▶ **Available records**

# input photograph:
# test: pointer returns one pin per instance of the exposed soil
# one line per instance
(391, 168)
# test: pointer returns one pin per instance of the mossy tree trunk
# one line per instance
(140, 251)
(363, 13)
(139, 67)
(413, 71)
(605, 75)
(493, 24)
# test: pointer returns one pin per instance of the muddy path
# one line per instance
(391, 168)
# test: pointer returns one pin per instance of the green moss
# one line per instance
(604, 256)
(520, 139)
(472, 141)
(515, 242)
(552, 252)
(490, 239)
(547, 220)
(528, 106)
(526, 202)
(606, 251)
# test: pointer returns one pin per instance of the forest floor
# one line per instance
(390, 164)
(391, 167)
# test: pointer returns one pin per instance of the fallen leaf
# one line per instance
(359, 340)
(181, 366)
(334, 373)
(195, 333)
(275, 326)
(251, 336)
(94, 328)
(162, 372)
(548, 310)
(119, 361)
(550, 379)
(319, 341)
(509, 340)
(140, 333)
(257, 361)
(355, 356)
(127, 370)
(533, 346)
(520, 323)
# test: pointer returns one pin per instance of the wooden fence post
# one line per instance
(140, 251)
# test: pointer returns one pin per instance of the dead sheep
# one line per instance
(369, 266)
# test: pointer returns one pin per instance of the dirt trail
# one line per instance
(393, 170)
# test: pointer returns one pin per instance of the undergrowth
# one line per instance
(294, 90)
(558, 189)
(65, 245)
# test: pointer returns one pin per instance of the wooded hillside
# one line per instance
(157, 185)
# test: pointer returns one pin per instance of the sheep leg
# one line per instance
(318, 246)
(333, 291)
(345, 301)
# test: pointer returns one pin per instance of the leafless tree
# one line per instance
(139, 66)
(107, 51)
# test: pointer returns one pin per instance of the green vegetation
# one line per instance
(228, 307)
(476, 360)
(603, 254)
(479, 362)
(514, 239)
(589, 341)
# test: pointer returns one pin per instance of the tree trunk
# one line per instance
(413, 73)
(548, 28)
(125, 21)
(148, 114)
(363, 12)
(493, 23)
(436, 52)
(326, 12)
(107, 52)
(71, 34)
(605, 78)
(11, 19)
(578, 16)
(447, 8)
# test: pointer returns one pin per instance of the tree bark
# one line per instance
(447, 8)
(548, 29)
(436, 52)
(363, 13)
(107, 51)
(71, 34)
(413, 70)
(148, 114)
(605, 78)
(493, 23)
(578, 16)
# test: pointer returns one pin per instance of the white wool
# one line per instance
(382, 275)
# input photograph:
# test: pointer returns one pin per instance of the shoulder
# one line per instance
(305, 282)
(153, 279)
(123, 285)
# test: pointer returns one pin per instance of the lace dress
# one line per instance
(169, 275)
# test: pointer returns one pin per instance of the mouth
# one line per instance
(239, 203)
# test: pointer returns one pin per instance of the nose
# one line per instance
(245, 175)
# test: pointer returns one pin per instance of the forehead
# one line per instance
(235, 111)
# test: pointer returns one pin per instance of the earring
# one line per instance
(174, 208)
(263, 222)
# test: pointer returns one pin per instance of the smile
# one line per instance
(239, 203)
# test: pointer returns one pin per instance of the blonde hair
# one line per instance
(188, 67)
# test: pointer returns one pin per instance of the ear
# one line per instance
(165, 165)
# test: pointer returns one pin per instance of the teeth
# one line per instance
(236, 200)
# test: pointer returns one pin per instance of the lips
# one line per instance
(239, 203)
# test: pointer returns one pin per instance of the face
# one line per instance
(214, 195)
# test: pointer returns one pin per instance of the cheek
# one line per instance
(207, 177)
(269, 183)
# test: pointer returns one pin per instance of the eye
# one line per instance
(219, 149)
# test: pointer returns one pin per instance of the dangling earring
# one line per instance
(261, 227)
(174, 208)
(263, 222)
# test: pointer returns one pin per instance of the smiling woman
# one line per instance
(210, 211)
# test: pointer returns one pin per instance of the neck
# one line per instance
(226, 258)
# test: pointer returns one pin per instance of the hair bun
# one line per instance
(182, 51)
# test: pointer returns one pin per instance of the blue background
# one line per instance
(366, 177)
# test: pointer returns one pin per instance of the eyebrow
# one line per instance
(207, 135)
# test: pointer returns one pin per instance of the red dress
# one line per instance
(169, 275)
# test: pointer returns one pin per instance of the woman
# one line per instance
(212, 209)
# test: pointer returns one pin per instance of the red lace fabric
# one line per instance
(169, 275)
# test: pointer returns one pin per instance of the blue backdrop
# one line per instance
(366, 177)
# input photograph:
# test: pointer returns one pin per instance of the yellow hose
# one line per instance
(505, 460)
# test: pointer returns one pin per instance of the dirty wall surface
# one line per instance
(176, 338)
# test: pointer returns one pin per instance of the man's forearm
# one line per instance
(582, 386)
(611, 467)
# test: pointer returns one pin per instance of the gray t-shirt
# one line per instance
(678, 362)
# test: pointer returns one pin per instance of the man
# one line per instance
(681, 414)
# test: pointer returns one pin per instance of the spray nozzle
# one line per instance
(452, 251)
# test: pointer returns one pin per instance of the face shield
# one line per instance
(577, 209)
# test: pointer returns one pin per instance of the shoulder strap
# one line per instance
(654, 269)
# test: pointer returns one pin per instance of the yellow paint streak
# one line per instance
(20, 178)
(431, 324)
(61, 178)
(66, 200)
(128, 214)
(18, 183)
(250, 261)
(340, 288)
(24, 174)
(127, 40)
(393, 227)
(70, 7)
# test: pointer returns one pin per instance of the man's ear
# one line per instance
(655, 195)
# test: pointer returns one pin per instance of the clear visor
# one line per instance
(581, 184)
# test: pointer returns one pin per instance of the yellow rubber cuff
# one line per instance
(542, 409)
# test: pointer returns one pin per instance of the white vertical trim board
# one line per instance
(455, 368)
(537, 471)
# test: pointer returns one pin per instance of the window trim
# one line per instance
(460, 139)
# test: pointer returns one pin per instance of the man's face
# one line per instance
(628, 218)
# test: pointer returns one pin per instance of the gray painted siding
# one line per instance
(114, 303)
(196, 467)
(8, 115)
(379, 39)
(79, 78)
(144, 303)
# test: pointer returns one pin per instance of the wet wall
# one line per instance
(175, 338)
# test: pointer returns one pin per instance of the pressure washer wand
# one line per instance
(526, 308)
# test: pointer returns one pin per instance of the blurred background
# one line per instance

▶ **Exercise description**
Reproduce every item above, line for line, with no changes.

▶ **Solution to the problem**
# input photograph:
# test: pointer returns one pin per instance of the exposed soil
# one line per instance
(391, 168)
# test: pointer returns one pin per instance of the mossy tree trunk
# one line per instance
(140, 251)
(363, 13)
(139, 67)
(413, 71)
(605, 75)
(493, 24)
# test: pointer returns one pin per instance of the muddy path
# one line per instance
(391, 168)
# test: pointer returns one pin per instance of the green moss
# one line per instance
(604, 256)
(520, 139)
(472, 141)
(515, 242)
(552, 252)
(490, 239)
(547, 220)
(528, 106)
(526, 202)
(606, 251)
# test: pointer returns one pin per instance of the forest floor
# one line per instance
(390, 164)
(391, 167)
# test: pointer returns one pin per instance of the fallen leaf
# one line per instance
(359, 340)
(181, 366)
(334, 373)
(195, 333)
(275, 326)
(251, 336)
(94, 328)
(162, 372)
(548, 310)
(119, 361)
(550, 379)
(319, 341)
(509, 340)
(140, 333)
(257, 361)
(355, 356)
(127, 370)
(533, 346)
(520, 323)
# test: pointer returns one pin per instance of the wooden fence post
# one line per instance
(140, 251)
# test: pointer returns one pin per instance of the dead sheep
# one line per instance
(369, 266)
# test: pointer returns one pin per instance of the dirt trail
# one line per instance
(393, 170)
# test: pointer returns one pin per instance of the undergrowth
# one line per instance
(294, 90)
(558, 189)
(65, 245)
# test: pointer returns one pin per instance of the wooded hillside
# one line per instance
(157, 185)
# test: pointer returns one pin per instance of the sheep leg
# one line per instance
(318, 246)
(333, 291)
(345, 301)
# test: pointer returns one pin per instance of the leafless tree
# one line per instance
(139, 66)
(107, 51)
# test: pointer returns one pin per instance of the green vegetation
# one line per instance
(228, 307)
(476, 360)
(603, 254)
(479, 362)
(514, 239)
(589, 341)
# test: pointer returns one pin per instance of the tree trunk
# one line per instance
(413, 73)
(548, 28)
(125, 21)
(148, 114)
(363, 12)
(493, 23)
(436, 52)
(326, 12)
(107, 52)
(71, 34)
(605, 78)
(11, 19)
(578, 16)
(447, 8)
# test: pointer returns one pin per instance of the tree bark
# one line per instance
(447, 8)
(548, 29)
(436, 52)
(363, 13)
(107, 51)
(71, 34)
(413, 70)
(148, 114)
(605, 78)
(493, 23)
(578, 16)
# test: pointer returns one pin per instance of the white wool
# one line per instance
(382, 275)
# input photograph:
# test: pointer returns one pin per instance of the shoulder
# one line per instance
(305, 282)
(153, 279)
(123, 285)
# test: pointer returns one pin per instance of the lace dress
# one line per instance
(169, 275)
# test: pointer returns one pin per instance of the mouth
# one line per instance
(239, 203)
# test: pointer returns one pin per instance of the nose
# one line per instance
(245, 175)
# test: pointer returns one pin per instance of the forehead
# one line per instance
(235, 111)
# test: pointer returns one pin per instance of the earring
# one line per instance
(174, 208)
(263, 222)
# test: pointer returns one pin per instance of the smile
# one line per instance
(239, 203)
# test: pointer returns one pin per instance of the blonde hair
# one line per instance
(188, 67)
# test: pointer returns one pin per instance of the ear
# one line per instance
(165, 165)
# test: pointer returns one pin per instance of the teeth
# one line per instance
(236, 200)
# test: pointer returns one pin per instance of the lips
# one line per instance
(239, 203)
# test: pointer returns one pin per instance of the face
# one line per instance
(214, 195)
# test: pointer returns one pin per instance of the cheek
# one line per instance
(207, 177)
(269, 183)
# test: pointer returns one pin per instance of the eye
# one line per instance
(219, 149)
# test: pointer returns one pin per instance of the dangling earring
# one line per instance
(261, 227)
(174, 208)
(263, 222)
# test: pointer returns one pin per instance of the smiling woman
# one line per instance
(210, 211)
# test: pointer returns one pin per instance of the neck
# one line per instance
(226, 258)
# test: pointer returns one pin per instance of the hair bun
# one line per instance
(182, 51)
# test: pointer returns one pin per instance of the blue background
# one line per instance
(366, 177)
# test: pointer returns one pin per instance of the eyebrow
# one line per instance
(207, 135)
# test: pointer returns one pin per instance of the red dress
# one line per instance
(169, 275)
# test: pointer returns one pin per instance of the woman
# one line per instance
(212, 209)
# test: pointer returns one pin per instance of the red lace fabric
# one line per instance
(169, 275)
# test: pointer returns one pin per instance of the blue backdrop
# one line per instance
(366, 177)
# input photograph:
# test: pointer returns one pin per instance of the yellow hose
# one line per instance
(505, 460)
# test: pointer returns one pin per instance of the dirty wall surface
# one line per instance
(176, 338)
# test: pointer returns one pin per instance of the man's forearm
# one line per instance
(582, 386)
(611, 467)
# test: pointer returns one pin per instance of the gray t-shirt
# one line per instance
(678, 362)
# test: pointer returns one pin per instance of the man
# one line per instance
(681, 414)
# test: pointer returns one pin per instance of the spray nozzle
# one line per instance
(452, 251)
# test: pointer returns one pin per instance of the face shield
# one line per instance
(577, 209)
# test: pointer returns one pin per instance of the shoulder strap
# one line per instance
(654, 269)
# test: pointer returns one pin per instance of the yellow paint streak
# one line per instance
(20, 178)
(431, 324)
(61, 178)
(66, 200)
(128, 214)
(18, 183)
(250, 261)
(340, 288)
(24, 174)
(127, 40)
(393, 227)
(70, 7)
# test: pointer returns one pin per instance of the man's ear
# one line per instance
(655, 195)
# test: pointer returns one pin per instance of the clear visor
# one line per instance
(581, 184)
# test: pointer returns one pin per instance of the yellow rubber cuff
# one line per instance
(542, 409)
# test: pointer returns one pin per instance of the white vertical trim board
# one line per instance
(455, 368)
(537, 471)
# test: pointer returns one pin per instance of the window trim
# one line per instance
(460, 139)
# test: pointer returns one pin per instance of the man's face
# one line per instance
(628, 218)
# test: pointer returns one pin per instance of the gray painted siding
# one line per instance
(114, 303)
(196, 467)
(8, 115)
(379, 39)
(79, 78)
(144, 303)
# test: pointer returns one pin per instance of the wet wall
# one line per instance
(175, 338)
# test: pointer returns one pin per instance of the pressure washer wand
# one line per instance
(526, 308)
# test: pointer returns one pin per instance of the blurred background
# one line per instance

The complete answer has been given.